Oral Presentation 6th Annual Meeting for Australasian Society for Stem Cell Research 2013

Dominant negative mutation of Sox18 alters the formation/maintenance of dermal condensates during foetal development and affects hair follicle development. (#41)

Rehan M Villani 1 , Samantha Hodgson 2 , Julien Legrand 2 , Christelle Adolphe 3 , Mathias Francois 3 , Kiarash Khosrotehrani 1 2
  1. Diamantina Institute, University of Queensland, Brisbane, QLD, Australia
  2. UQCCR, University of Queensland, Brisbane, QLD, Australia
  3. Institute for Molecular Bioscience, University of Queensland, Brisbane, QLD, Australia

The hair follicle is a unique skin appendage, with the ability to continually regenerate from a population of multipotent epidermal stem cells relying on signals from the dermal papilla, a condensed region of dermal cells at the hair follicle base. Although Sox18 is reported to be important for the specification of the most frequent murine and human scalp hair types, very little is known about its function during hair development. Using murine models, the RaOP mouse, with a dominant negative mutation in the sox18 gene, and a Sox18-GFP reporter, we investigated this role. Sox18 was expressed specifically in hair follicle dermal papilla and not in the epidermal compartment from birth to P21. In RaOp mice, Sox2 dependent Guard and Awl hair follicle types are observed, however many epidermal buds do not develop normally despite expressing classical epidermal stem cell markers, including Sox9 or Keratin15. Labelling with Alkaline phosphatase demonstrated dermal papilla development is inhibited, suggesting the importance of Sox18 in this process. Similarly, Integrin alpha 8, CD133 and other dermal papilla markers confirmed these findings. We demonstrated in hair regeneration assays that keratinocytes from RaOp mice could form hair follicles when combined with WT dermal spheroids. In contrast, dermal spheroids from RaOp mice could not induce hair follicle regeneration even when combined with WT keratinocytes. To further understand Sox18 function, gene expression arrays were performed on WT and RaOp dermal spheroids and revealed over 600 differentially expressed genes, some already known regulators of hair follicle development and cycling such as Wnt5a, MMP9 or Retinoic acid. In conclusion, Sox18/RaOP mutation results in the inhibition of dermal papilla differentiation and prevents the mesenchymal epidermal cross talk during hair follicle development. These studies are therefore unravelling the molecular mechanisms behind key developmental processes.

- SOURCE DATA -
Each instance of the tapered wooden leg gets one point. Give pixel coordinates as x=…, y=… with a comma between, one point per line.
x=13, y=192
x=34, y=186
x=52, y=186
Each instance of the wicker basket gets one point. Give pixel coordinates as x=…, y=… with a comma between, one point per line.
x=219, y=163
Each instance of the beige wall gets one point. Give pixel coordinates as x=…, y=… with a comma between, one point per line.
...
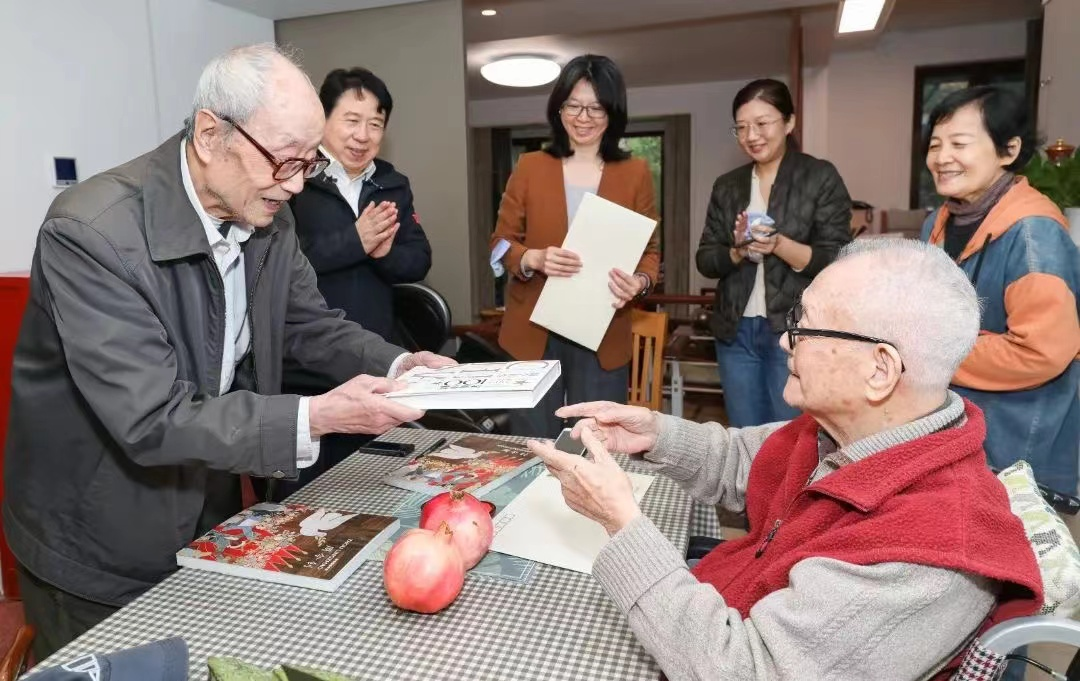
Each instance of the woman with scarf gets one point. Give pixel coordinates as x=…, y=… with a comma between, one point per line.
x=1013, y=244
* * *
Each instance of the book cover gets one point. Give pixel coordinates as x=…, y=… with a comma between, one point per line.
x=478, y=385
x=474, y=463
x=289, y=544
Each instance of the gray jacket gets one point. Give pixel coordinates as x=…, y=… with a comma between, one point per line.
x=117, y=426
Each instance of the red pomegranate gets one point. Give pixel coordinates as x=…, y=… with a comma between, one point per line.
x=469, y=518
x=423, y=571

- EXERCISE REQUIREMENTS -
Reproduce the passage of the Sox18 abstract starting with "Oral Presentation 6th" and going on through "follicle development. (#41)", substituting "fetal" for "foetal".

- TASK RESULT -
Oral Presentation 6th Annual Meeting for Australasian Society for Stem Cell Research 2013

Dominant negative mutation of Sox18 alters the formation/maintenance of dermal condensates during fetal development and affects hair follicle development. (#41)